**STUDY TEXT**.
-*-

Established goalscorer arrives

The Crew’s newest Designated Player, Abou Ali fills the gap left by star striker Cucho Hernández’s departure to Real Betis over the winter – a hole that’s lingered at the spearhead of Nancy’s attack despite his and Tall’s best efforts to compensate in the aggregate, and with the acquisition of Dániel Gazdag in April.

Columbus's 42 goals scored this season are running well behind their 48.61 expected goals, and looks likely to fall well short of the second-best-in-MLS 72 they tallied last year. While they remain one of the league’s most ball-dominant, aesthetically-pleasing sides – which helped convince Abou Ali to make the move from Egyptian powerhouse Al Ahly – that paucity of ruthlessness in front of goal is a key factor in their middling 5W-4L-6D record since mid-May.

"It was a club with an idea, with ambitions. They play the best football in the MLS, or soccer, as you guys say. So it was very simple,” said the 26-year-old. “I felt like I had an opportunity to come here and help the team. They were maybe missing out on a striker, on that position.

"It took some time, it was difficult, but we got it done in the end and I'm super excited.”

Pursuading a global star

Columbus’ pursuit dates back to December, Tall & Co. having admired his “effort and audacity” for years, since his time in Scandinavia. Abou Ali’s star turn in the FIFA Club World Cup complicated matters, though.

He rocketed into the global spotlight with a hat trick in Al Ahly’s riveting 4-4 group-stage draw with FC Porto at MetLife Stadium in perhaps the wildest match of the tournament, made all the more memorable by the Cairo club’s surprisingly large throngs of passionate red-clad supporters in suburban New Jersey.

-*-

**ENTRIES SUPPLIED**.
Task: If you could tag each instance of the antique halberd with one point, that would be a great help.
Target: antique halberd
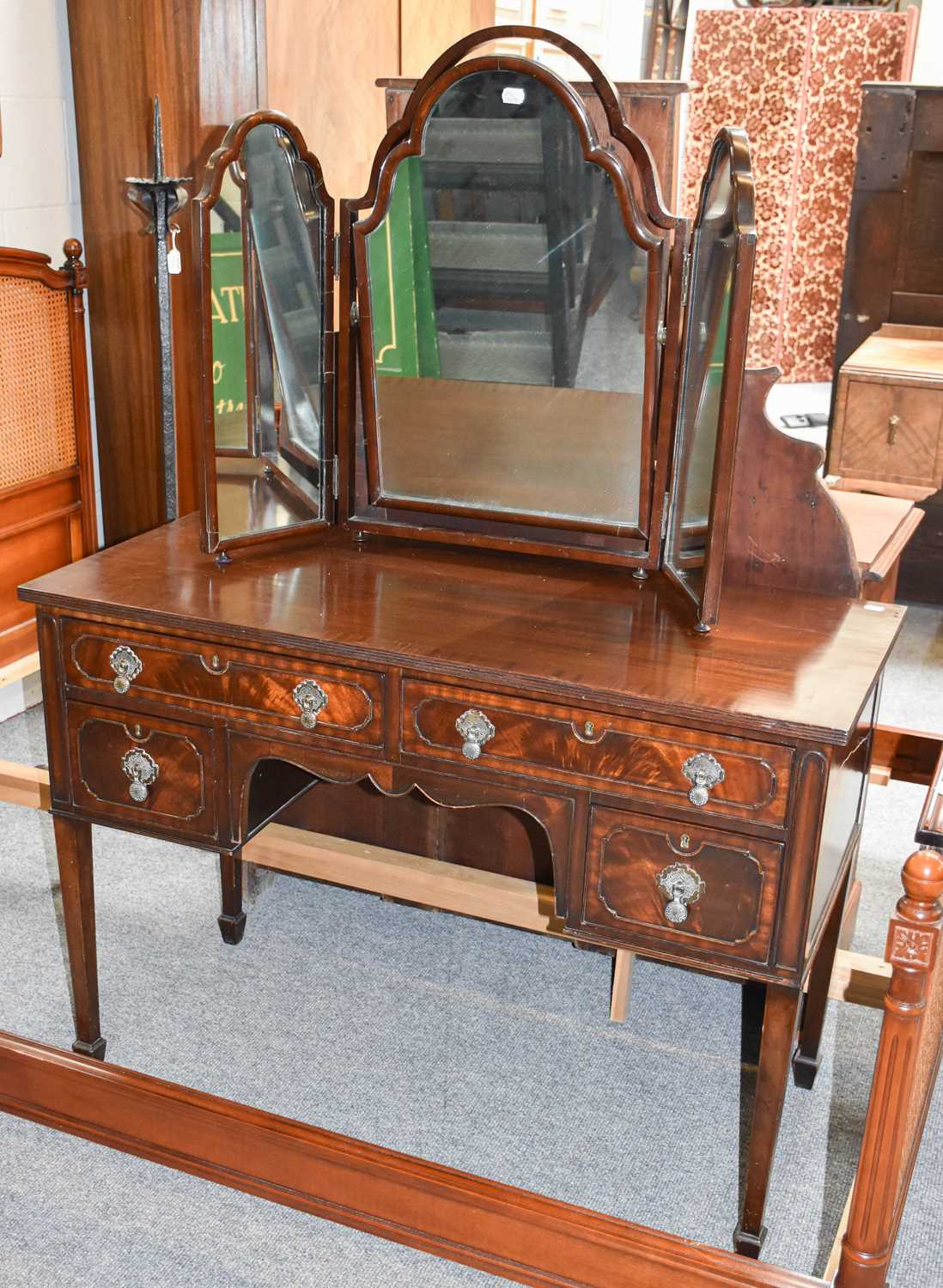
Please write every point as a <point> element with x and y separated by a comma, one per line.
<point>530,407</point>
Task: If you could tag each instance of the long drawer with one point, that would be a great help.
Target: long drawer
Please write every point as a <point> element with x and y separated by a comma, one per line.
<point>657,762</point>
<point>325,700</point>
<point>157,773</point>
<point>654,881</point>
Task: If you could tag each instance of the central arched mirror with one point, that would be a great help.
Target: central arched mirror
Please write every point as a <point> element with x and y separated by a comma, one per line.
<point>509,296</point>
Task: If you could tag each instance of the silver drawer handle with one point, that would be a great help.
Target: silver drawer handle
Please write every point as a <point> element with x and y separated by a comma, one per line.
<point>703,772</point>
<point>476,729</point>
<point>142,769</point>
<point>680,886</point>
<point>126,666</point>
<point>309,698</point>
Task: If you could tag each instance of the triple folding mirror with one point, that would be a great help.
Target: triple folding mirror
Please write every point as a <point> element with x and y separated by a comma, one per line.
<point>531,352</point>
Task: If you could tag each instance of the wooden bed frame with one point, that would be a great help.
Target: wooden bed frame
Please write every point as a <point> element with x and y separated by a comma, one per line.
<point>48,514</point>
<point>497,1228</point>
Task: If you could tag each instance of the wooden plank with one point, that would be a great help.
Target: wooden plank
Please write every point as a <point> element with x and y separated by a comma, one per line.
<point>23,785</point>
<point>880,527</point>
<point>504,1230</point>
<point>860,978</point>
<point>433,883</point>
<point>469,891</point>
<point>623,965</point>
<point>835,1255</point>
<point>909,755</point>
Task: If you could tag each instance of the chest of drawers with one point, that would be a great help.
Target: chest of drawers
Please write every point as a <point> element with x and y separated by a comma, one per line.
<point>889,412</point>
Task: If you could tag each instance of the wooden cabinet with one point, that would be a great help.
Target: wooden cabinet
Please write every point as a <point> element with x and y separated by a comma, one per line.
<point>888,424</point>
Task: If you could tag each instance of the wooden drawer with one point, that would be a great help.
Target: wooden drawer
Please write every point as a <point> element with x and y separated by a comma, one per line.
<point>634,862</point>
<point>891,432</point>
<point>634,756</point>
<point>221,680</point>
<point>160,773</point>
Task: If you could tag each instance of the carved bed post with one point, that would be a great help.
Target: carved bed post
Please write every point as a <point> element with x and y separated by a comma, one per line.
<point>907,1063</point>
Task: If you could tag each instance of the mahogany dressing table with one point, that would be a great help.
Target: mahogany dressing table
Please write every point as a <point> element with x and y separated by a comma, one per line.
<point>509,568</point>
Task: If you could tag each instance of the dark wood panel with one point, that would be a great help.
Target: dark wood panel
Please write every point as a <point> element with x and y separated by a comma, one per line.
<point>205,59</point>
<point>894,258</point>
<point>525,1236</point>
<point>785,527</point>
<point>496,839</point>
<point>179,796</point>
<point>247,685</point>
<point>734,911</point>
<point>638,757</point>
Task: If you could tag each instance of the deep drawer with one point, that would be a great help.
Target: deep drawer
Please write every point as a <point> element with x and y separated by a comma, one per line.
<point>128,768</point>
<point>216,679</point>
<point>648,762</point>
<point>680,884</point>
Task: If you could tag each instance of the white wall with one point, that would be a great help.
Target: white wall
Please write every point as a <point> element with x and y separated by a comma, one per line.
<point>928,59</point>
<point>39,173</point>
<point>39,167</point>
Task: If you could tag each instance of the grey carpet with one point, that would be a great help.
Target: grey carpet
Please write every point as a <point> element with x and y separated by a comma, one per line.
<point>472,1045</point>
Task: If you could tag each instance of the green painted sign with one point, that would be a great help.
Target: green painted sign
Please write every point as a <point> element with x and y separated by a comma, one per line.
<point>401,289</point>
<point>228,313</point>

-*-

**STUDY QUESTIONS**.
- A) Name every person the article on Abou Ali's move to Columbus mentions by name.
- B) Carry on the article about Abou Ali joining Columbus from where it stops.
The entries have no connection to the article on Abou Ali's move to Columbus.

**ANSWERS FOR EACH ITEM**.
- A) Abou Ali, Cucho Hernández, Nancy, Tall, Dániel Gazdag

- B)
Tall later admitted to being “pissed” at the sudden prospect of Abou Ali’s new fame derailing his move to the Ohio capital amid interest from elsewhere. Yet the player himself had already taken note of the Crew’s patient, persistent recruitment and had positive firsthand reports from an old friend, defender Malte Amundsen. So he stayed the course, even amid resistance from Al Ahly and their fans, who were desperate to keep hold of the man who helped the Red Devils win the African Champions League and back-to-back Egyptian Premier League titles.

"I was very convinced. I had many talks with my agent,” explained Abou Ali. “I'm the type of guy – I prefer to go to a club where people scout me well, where people have an idea of where they see my role in the team, and maybe not because I played one good game at a World Cup, for example.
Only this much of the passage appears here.